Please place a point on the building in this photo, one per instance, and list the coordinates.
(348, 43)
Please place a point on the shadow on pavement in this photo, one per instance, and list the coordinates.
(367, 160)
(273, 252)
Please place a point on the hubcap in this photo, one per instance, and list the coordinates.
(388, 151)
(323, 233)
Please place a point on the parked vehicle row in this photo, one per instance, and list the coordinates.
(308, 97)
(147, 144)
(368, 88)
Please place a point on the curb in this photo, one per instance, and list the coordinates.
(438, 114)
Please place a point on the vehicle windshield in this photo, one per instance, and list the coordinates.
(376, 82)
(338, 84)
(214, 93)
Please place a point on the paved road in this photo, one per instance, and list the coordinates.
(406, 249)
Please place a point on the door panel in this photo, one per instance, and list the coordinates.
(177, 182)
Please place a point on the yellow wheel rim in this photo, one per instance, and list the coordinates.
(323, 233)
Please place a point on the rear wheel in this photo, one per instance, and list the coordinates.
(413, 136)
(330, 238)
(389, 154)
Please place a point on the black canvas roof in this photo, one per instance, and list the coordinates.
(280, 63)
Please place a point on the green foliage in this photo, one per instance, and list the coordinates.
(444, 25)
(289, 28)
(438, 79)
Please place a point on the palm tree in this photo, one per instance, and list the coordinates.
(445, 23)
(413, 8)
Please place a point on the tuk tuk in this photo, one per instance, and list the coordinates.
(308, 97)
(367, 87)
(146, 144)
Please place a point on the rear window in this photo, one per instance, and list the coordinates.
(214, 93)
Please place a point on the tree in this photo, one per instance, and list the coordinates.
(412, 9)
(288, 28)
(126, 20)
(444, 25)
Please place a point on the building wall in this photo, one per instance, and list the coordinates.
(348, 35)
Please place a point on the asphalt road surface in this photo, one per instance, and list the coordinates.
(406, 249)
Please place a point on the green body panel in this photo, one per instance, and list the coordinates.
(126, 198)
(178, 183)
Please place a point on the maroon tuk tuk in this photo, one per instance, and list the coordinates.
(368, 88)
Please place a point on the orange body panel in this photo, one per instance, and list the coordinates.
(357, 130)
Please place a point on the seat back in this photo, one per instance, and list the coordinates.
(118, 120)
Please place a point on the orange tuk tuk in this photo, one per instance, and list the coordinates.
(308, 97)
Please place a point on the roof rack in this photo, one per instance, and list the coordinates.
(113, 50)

------------------------------

INSTRUCTIONS FOR THE TASK
Copy out the entire material verbatim.

ANSWER SPACE
Please place a point on the building in this photo, one per instance, and list the coordinates.
(348, 43)
Please place a point on the shadow on pavement in this photo, one per instance, and list the coordinates.
(367, 160)
(273, 252)
Please place a point on the hubcap in this photo, one per instance, and list the coordinates.
(388, 151)
(323, 233)
Please place a point on the parked vehicle row in this photo, one per instance, and list the coordinates.
(308, 97)
(147, 144)
(368, 88)
Please place a point on the curb in this photo, one per instance, and list the coordinates.
(438, 114)
Please place a point on the vehicle windshield in this photo, one per instance, and list the coordinates.
(376, 82)
(338, 84)
(214, 93)
Please place a point on the paved road in this photo, one per instance, and list the coordinates.
(406, 249)
Please place a point on the door panel in this photo, one per instance, and list the coordinates.
(177, 182)
Please place a point on the yellow wheel rim in this photo, one per instance, and list the coordinates.
(323, 233)
Please place a point on the rear wheel in this photo, one per instance, and list the coordinates.
(413, 136)
(330, 238)
(389, 154)
Please place a point on the black canvas roof in this photo, one per instance, and list the coordinates.
(280, 63)
Please place a point on the green foliage in this photo, one per instance, and list the coordinates.
(444, 25)
(289, 28)
(438, 79)
Please place a point on the palm tree in this photo, one per instance, and list the coordinates.
(445, 23)
(413, 8)
Please place a point on the tuk tuk in this photo, one per instance, and list the coordinates.
(308, 97)
(367, 87)
(146, 144)
Please place a point on the rear window in this photo, one per instance, and list the coordinates.
(214, 93)
Please place a point on the tree in this photo, one per instance, and list the coordinates.
(412, 9)
(288, 28)
(126, 20)
(444, 25)
Please place a point on the building wall in this photo, one per instance, and list the coordinates.
(348, 35)
Please place a point on the asphalt road surface in this photo, one per instance, and list the coordinates.
(406, 249)
Please place a point on the green body panel in this photo, one per instance, and list the coordinates.
(126, 198)
(178, 183)
Please place a point on the maroon tuk tuk in this photo, one per instance, and list the coordinates.
(368, 88)
Please place a point on the orange body panel in this photo, one per instance, and list the coordinates.
(357, 130)
Please place a point on the seat back in this photo, one per instance, and list the coordinates.
(118, 120)
Please place a point on the orange tuk tuk in this photo, one per instance, and list the coordinates.
(308, 97)
Please place a point on the roof rack in this photo, one per instance, and list the coordinates.
(113, 50)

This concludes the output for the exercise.